- **Latihan A**: Ganti "aktifis" dengan "aktivis" dalam teks tentang Gus Dur, lalu tuliskan kembali bagian dari "Kini, sejak pukul" sampai "melalui Romo Sandyawan).".

- **Halaman**:
<<<<
Kini, sejak pukul 18.45, Indonesia telah kehilangan seorang tokoh yang besar. Bagi para aktifis pro-demokrasi, Gus Dur adalah benteng pertahanan. Ketika rejim Orde Baru berkuasa, Gus Dur bersama Megawati Soekarnoputri tampil sebagai representasi kelompok elit yang berpihak kepada mereka yang tertindas. Bahkan pada masa itu, duet Gus Dur dan Megawati disetarakan dengan duet Kardinal Sin dan Corazon Aquino yang menggerakkan people power di Filipina untuk meruntuhkan emperium Marcos. Bagi para aktifis, Gus Dur dan Megawati pun menjadi benteng perlindungan (ada juga yang berlindung di bawah naungan Gereja Katolik melalui Romo Sandyawan).
>>>>
- **Latihan B**: Kumpulkan setiap baris dari daftar di bawah yang mengandung kata "shirt".

- **Data Latihan**:
<<<<
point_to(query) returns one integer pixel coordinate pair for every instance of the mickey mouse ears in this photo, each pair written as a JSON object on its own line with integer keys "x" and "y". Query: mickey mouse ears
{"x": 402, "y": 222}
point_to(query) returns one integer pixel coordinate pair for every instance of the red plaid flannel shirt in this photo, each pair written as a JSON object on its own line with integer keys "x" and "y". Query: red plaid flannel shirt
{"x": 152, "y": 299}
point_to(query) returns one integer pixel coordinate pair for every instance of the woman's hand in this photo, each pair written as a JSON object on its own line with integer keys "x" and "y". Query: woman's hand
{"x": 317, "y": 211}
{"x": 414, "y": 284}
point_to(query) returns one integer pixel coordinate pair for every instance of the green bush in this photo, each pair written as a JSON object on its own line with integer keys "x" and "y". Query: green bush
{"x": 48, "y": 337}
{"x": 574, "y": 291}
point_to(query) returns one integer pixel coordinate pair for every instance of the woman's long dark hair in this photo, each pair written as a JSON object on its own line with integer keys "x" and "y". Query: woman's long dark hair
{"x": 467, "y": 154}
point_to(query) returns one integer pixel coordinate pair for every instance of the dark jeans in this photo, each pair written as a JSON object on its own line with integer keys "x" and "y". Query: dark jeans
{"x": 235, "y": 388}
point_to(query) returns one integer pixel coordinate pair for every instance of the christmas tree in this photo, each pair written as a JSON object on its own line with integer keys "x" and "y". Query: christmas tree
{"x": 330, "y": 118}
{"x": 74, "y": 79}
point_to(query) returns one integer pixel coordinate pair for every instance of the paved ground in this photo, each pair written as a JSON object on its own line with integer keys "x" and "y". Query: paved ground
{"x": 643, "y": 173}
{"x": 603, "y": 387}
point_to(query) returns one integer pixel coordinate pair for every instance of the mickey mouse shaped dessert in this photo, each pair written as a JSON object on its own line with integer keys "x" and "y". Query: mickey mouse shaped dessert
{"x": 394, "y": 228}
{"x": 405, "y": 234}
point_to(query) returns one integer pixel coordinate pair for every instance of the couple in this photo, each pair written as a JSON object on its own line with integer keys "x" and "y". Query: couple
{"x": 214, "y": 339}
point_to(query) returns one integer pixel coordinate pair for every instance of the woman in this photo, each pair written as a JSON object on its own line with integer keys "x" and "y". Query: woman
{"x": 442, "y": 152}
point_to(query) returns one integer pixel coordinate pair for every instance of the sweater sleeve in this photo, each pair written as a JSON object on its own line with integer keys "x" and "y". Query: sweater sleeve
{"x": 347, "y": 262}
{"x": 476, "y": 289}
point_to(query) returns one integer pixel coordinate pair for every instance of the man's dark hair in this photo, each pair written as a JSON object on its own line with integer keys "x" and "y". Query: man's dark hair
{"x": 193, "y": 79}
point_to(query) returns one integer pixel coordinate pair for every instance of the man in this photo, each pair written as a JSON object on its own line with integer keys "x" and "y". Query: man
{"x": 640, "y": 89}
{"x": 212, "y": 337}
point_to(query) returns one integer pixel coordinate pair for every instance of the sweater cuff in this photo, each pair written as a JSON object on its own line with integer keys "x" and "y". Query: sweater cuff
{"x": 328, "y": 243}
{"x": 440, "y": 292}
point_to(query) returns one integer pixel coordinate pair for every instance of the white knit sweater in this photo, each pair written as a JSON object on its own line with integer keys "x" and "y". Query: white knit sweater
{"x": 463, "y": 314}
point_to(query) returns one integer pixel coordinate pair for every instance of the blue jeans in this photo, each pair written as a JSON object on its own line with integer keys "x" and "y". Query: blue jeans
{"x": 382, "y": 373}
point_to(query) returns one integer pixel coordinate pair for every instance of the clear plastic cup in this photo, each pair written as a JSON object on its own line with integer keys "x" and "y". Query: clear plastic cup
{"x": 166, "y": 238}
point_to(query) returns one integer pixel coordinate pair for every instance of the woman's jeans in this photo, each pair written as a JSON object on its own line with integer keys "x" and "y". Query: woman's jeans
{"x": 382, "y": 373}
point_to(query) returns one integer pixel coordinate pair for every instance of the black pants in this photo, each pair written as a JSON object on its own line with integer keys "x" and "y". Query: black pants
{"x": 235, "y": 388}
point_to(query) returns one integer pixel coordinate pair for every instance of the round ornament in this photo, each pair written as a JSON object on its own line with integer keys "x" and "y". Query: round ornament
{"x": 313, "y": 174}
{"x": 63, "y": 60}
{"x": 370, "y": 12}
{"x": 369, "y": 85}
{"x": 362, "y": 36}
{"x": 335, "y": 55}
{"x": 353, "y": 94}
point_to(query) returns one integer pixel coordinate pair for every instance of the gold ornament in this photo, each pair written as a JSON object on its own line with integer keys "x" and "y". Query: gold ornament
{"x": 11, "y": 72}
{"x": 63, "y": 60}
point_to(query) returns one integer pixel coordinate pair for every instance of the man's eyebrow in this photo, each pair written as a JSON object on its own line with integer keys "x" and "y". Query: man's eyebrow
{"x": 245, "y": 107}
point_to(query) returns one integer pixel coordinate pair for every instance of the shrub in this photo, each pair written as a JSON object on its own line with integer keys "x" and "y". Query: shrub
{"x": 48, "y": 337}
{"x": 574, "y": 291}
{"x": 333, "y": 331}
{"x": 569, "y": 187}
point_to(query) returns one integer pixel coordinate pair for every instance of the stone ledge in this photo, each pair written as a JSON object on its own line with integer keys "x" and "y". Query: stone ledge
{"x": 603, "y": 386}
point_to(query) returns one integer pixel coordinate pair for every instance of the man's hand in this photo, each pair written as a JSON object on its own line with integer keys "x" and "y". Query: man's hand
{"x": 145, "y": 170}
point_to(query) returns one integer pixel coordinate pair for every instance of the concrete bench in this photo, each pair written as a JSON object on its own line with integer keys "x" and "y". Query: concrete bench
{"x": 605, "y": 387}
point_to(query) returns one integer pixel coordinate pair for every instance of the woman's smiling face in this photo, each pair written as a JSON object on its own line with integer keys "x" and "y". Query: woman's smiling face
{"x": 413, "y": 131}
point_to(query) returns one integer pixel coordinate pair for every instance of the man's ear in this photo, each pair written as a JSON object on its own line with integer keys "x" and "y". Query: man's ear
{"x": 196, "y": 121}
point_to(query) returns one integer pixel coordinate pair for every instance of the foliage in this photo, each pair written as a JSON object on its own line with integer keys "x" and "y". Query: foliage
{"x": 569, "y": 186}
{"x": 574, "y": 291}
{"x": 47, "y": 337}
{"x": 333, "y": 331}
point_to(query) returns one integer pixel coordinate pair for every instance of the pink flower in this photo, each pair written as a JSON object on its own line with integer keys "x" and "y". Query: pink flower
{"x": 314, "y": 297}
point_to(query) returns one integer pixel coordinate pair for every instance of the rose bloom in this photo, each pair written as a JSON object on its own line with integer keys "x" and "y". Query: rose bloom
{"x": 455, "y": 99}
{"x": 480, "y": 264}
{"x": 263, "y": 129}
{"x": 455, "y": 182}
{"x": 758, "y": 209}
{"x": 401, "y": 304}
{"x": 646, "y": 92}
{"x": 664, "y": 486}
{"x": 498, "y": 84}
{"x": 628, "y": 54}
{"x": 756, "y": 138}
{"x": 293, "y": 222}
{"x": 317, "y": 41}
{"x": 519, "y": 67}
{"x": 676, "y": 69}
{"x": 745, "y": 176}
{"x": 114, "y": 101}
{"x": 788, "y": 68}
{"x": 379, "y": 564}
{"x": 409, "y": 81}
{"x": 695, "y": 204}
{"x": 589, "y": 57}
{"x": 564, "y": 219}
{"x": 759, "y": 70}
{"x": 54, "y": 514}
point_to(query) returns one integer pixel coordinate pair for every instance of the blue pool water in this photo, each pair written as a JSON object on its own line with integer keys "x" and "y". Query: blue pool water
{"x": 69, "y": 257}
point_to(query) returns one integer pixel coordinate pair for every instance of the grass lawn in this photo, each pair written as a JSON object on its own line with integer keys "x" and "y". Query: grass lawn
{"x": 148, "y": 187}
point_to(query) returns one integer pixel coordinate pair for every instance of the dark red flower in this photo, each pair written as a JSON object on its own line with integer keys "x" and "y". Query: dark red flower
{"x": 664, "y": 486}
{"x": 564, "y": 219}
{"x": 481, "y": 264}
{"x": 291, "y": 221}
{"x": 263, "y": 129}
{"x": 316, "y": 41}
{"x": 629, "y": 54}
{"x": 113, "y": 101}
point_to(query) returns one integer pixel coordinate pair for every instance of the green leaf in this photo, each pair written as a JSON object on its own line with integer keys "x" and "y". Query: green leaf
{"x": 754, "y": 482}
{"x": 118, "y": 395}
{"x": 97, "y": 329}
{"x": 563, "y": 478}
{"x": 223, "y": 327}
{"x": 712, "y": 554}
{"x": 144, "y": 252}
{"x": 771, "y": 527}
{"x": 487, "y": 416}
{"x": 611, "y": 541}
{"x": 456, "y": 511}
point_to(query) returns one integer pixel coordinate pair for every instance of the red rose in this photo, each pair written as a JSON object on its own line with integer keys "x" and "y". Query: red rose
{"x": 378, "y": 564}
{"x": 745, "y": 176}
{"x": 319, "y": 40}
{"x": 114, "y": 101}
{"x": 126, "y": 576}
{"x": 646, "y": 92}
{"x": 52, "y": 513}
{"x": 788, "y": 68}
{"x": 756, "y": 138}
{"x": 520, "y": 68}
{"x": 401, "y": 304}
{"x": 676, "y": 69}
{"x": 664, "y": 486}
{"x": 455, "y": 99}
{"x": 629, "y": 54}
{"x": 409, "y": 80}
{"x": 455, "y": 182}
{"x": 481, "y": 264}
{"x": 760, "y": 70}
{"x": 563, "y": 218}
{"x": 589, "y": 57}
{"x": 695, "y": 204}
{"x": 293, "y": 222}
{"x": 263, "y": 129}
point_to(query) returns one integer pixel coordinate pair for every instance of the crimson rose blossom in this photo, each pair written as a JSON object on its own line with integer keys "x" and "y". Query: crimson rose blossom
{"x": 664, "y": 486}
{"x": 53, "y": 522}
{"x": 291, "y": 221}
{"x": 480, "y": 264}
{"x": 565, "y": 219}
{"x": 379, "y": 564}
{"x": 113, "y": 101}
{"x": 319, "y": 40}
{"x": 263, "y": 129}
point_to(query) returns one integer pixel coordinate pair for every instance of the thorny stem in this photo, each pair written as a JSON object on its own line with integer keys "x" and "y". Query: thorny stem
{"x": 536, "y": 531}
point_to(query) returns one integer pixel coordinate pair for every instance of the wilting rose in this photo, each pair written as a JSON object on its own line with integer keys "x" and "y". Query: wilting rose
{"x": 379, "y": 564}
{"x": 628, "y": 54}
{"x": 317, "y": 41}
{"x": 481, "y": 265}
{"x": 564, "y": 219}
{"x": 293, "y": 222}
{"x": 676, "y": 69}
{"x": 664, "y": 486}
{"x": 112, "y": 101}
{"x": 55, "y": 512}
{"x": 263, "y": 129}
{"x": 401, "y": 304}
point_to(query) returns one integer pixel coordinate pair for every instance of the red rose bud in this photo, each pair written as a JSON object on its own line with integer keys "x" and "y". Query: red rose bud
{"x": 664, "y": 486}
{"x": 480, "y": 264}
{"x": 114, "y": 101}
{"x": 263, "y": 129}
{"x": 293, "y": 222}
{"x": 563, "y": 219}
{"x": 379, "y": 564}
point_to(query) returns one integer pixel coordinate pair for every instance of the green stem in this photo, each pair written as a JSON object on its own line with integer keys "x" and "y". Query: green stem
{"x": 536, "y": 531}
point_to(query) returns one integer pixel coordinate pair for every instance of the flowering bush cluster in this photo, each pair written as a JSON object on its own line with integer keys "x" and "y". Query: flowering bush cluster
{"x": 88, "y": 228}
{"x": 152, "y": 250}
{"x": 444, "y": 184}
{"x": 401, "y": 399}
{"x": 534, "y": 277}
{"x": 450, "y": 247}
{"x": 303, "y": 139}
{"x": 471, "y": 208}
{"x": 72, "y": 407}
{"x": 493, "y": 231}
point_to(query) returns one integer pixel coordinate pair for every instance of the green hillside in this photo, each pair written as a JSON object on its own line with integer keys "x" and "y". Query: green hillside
>>>>
- **Jawaban Tugas A**:
Kini, sejak pukul 18.45, Indonesia telah kehilangan seorang tokoh yang besar. Bagi para aktivis pro-demokrasi, Gus Dur adalah benteng pertahanan. Ketika rejim Orde Baru berkuasa, Gus Dur bersama Megawati Soekarnoputri tampil sebagai representasi kelompok elit yang berpihak kepada mereka yang tertindas. Bahkan pada masa itu, duet Gus Dur dan Megawati disetarakan dengan duet Kardinal Sin dan Corazon Aquino yang menggerakkan people power di Filipina untuk meruntuhkan emperium Marcos. Bagi para aktivis, Gus Dur dan Megawati pun menjadi benteng perlindungan (ada juga yang berlindung di bawah naungan Gereja Katolik melalui Romo Sandyawan).

- **Jawaban Tugas B**:
point_to(query) returns one integer pixel coordinate pair for every instance of the red plaid flannel shirt in this photo, each pair written as a JSON object on its own line with integer keys "x" and "y". Query: red plaid flannel shirt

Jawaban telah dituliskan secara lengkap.